### 本文抜粋
══════════════════════════════

中小企業はジョイントベンチャーでロイヤルティーやフィーによる技術移転、または現地営業拠点や駐在員事務所の開設という傾向があります。

M&Aは通常はコスト高で手間がかかります。財務、法務、経営的なデューデリジェンスが大切なのはいうまでもなく、いかに現地化して、「他の国」でビジネスを行うかがより重要となります。これはとても難しく、M&Aを実行する前にどのように取り組むか明確にしておく必要があります。

文具メーカーのコクヨはカムリン(Camlin)を買収し、コクヨ・カムリン(Kokuyo Camlin India)を創設しました。コクヨは買収という方法を選択し、カムリンの株式の51%を取得し、サプライチェーンネットワークと流通網を獲得しました。

これはいい判断だと思います。なぜなら自前でサプライチェーンと流通網を構築するのは費用を必要とし、時間がかかるからです。また、価格競争が激しい市場で自らのブランドを構築するのは、とても難しいからです。いい方法は、新経済特区(SEZ)や日本の政府や自治体の支援施策、インド政府の支援施策(税金のメリット、不動産取得やインフラ構築のサポートなど)を活用して、100%の子会社の工場を設立することです。特に日系企業向けに多くの新経済特区が作られています。一方、インドで一社単独でビジネスをするのは簡単ではありません。労働法、経営に対する考え方、文化が異なるからです。まずは小さく始め、それから成長に向けて一歩一歩進めていく方法がベストです。

成功の鍵

日本の中小企業がインドへ進出する際、市場調査や現地視察を行い、製品やサービスの利用状況、現地の価格設定、消費者の好みなどを調べます。市場調査は選択と集中という点で大切です。さらに、目に見えませんが、もっとも難しいのは経営的な視点でのデューデリジェンスと効果的なコミュニケーションです。

インドに対する心構え

企業の多くは、パートナー候補のもつ技術優位性、現地のコネクション、顧客リストに魅力を感じます。一方、インドは日本人にとっては外国で、行動規範が日本とは違います。ものごとがスムーズにいくことはほとんどなく、先々で障害物にあたるでしょう。一方で、課題に対して解決策を見つけ、うまくいったときには、得るものはとても大きいです。最優先で取り組むべきはインド市場に対して適切な方策をみつけることです。

インド市場は人口13億人以上ですが、ミドルクラスとなるといくつかの層に分かれています。市場のニーズを本当に理解するためには、市場はさらに細かくセグメント分けする必要があります。単に広い意味でミドルクラスととらえると実際の市場の購買力を課題評価することになるでしょう。

OEM、ティア1、ティア2のメーカーやサプライヤーへ販売する場合、その製品のエンドユーザーのニーズをしっかり理解しなければなりません。また、インド人の上流階級や富裕層はよく海外旅行をし、世界を知っています。よって、ニッチな富裕層向けのマーケティングは、適切な製品を、市場への適切な戦略をもって説得力のあるものでなければなりません。

══════════════════════════════

(データセット抜粋)
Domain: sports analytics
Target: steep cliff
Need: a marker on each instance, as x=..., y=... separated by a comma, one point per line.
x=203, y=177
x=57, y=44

══════════════════════════════

### 課題一覧
a – インド進出を扱った本文の「M&Aは通常はコスト高で手間」から「進めていく方法がベストです。」までの部分全体を、「流通網」を「販売網」に入れ替えて書き直しなさい。
b – 記録のすべての行を、「番号」と「記録の行」の二列からなるMarkdownの表として出力しなさい。番号には行番号を入れ、空行は除きなさい。

### 課題別解答
a –
M&Aは通常はコスト高で手間がかかります。財務、法務、経営的なデューデリジェンスが大切なのはいうまでもなく、いかに現地化して、「他の国」でビジネスを行うかがより重要となります。これはとても難しく、M&Aを実行する前にどのように取り組むか明確にしておく必要があります。

文具メーカーのコクヨはカムリン(Camlin)を買収し、コクヨ・カムリン(Kokuyo Camlin India)を創設しました。コクヨは買収という方法を選択し、カムリンの株式の51%を取得し、サプライチェーンネットワークと販売網を獲得しました。

これはいい判断だと思います。なぜなら自前でサプライチェーンと販売網を構築するのは費用を必要とし、時間がかかるからです。また、価格競争が激しい市場で自らのブランドを構築するのは、とても難しいからです。いい方法は、新経済特区(SEZ)や日本の政府や自治体の支援施策、インド政府の支援施策(税金のメリット、不動産取得やインフラ構築のサポートなど)を活用して、100%の子会社の工場を設立することです。特に日系企業向けに多くの新経済特区が作られています。一方、インドで一社単独でビジネスをするのは簡単ではありません。労働法、経営に対する考え方、文化が異なるからです。まずは小さく始め、それから成長に向けて一歩一歩進めていく方法がベストです。

b –
| 番号 | 記録の行 |
|---|---|
| 1 | Domain: sports analytics |
| 2 | Target: steep cliff |
| 3 | Need: a marker on each instance, as x=..., y=... separated by a comma, one point per line. |
| 4 | x=203, y=177 |
| 5 | x=57, y=44 |